>> Start Article

A. I know that fiberglass tends to flex, but I didn’t think Corian would. Any thin material will flex if it has no solid backing. I am not sure any glue will stand up to flexing, but maybe one that will work is Grip. Made by Liquid Nails, it is designed to set quickly.

The company sent me a sample. I tried it on a concrete dragon whose wing I broke, and my goodness, it set in less that two minutes and is hard as a rock. Good thing, because the dragon was a gift from my daughter.

Q. I have five skylights that are slightly domed and do not open. After 23 years, one leaks when it rains. The flashing is intact. The wood frame in the opening is beginning to look bad in all five, and the paint is peeling. How can I determine where the leaks occur, and is there something I can do about it?

CONCERNED

A. Some of the water in the other skylights may be from condensation; the only cure for that is to release all that water vapor by opening the skylights. Not openable? Not much can be done.

As for the fifth and toughest skylight problem, the water may be coming in where the glass fits the frame. In that case, it might be caulked. Or find the builder of the skylights and have him check it out. Can’t find a maker? Find a roofer who might help.

If all else fails, consider installing roof windows that open. By the way, Velux is a top quality roof window.

Q. I am tiling a bathroom and using bullnose tiles on the corners. Trouble is, the tiles are one-16th of an inch smaller in height. Since I only have a one-16th-of-an-inch grout line to begin with, how do I deal with this?

RUSS S., in Hotton’s chat room

A. How about making that final grout line one-eighth of an inch?

Q. I am reusing some 1-by-4 pressure-treated boards from my old deck for a new deck in the same spot. Trouble is, the three-quarter-inch-thick boards are going to butt up against new 1-inch-thick boards on another deck, leaving a one-quarter-inch lip. How can I ease that difference and make the transition safer to prevent trips?

EVERETT SHOREY, Arlington

A. Before installing the old boards, nail a 1 1/2-inch-wide white cedar shingle on each joist with the butt end next to the old inch-thick ones. Then put on the 1-by-4’s. The slope will be gradual (about 16 inches, the length of the shingles) and manageable.

Q. When I converted my steam boiler to gas, the installer had the asbestos insulation removed from the boiler and pipes. The new boiler is well insulated, but the pipes were left bare. The installer then recommended a non-asbestos insulation be installed on the pipes at a cost of about $700 for 100 feet of pipe.

>> End Article
>> Start Given data

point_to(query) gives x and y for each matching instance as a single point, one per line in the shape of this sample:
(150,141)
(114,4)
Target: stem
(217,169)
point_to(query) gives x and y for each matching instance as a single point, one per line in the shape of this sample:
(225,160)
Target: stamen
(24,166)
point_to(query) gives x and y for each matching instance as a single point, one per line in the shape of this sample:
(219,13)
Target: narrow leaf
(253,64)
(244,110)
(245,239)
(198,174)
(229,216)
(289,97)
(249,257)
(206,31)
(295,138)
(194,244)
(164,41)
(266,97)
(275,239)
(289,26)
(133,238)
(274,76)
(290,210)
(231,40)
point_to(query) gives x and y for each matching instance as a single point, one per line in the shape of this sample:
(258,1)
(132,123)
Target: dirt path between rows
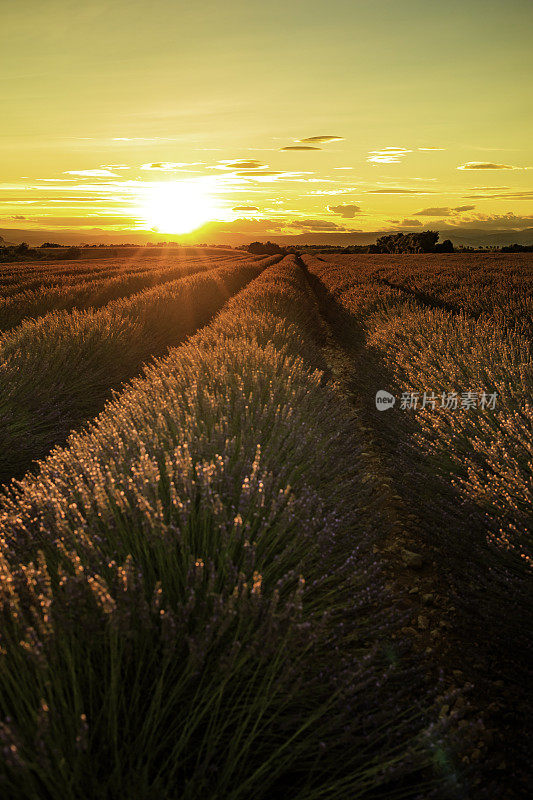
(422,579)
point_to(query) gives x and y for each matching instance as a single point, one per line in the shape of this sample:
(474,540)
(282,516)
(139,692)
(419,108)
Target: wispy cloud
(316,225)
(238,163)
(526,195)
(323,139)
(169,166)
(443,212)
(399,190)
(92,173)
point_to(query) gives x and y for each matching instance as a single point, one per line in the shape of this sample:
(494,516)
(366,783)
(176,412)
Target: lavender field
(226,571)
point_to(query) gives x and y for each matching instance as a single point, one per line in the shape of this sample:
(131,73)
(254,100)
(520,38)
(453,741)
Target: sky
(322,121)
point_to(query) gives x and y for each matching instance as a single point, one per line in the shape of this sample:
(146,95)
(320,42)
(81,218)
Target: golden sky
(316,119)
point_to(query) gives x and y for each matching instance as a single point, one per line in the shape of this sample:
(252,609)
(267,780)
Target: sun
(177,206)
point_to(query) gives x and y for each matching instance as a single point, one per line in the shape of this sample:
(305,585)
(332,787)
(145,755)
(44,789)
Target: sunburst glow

>> End Given data

> **Task requirements**:
1: Which brand of roof window does the home-repair column call top quality?
2: Pull out every line of the listing that contains the string "Target".

> **Responses by task**:
1: Velux.

2:
Target: stem
Target: stamen
Target: narrow leaf
Target: dirt path between rows
Target: wispy cloud
Target: lavender field
Target: sky
Target: golden sky
Target: sun
Target: sunburst glow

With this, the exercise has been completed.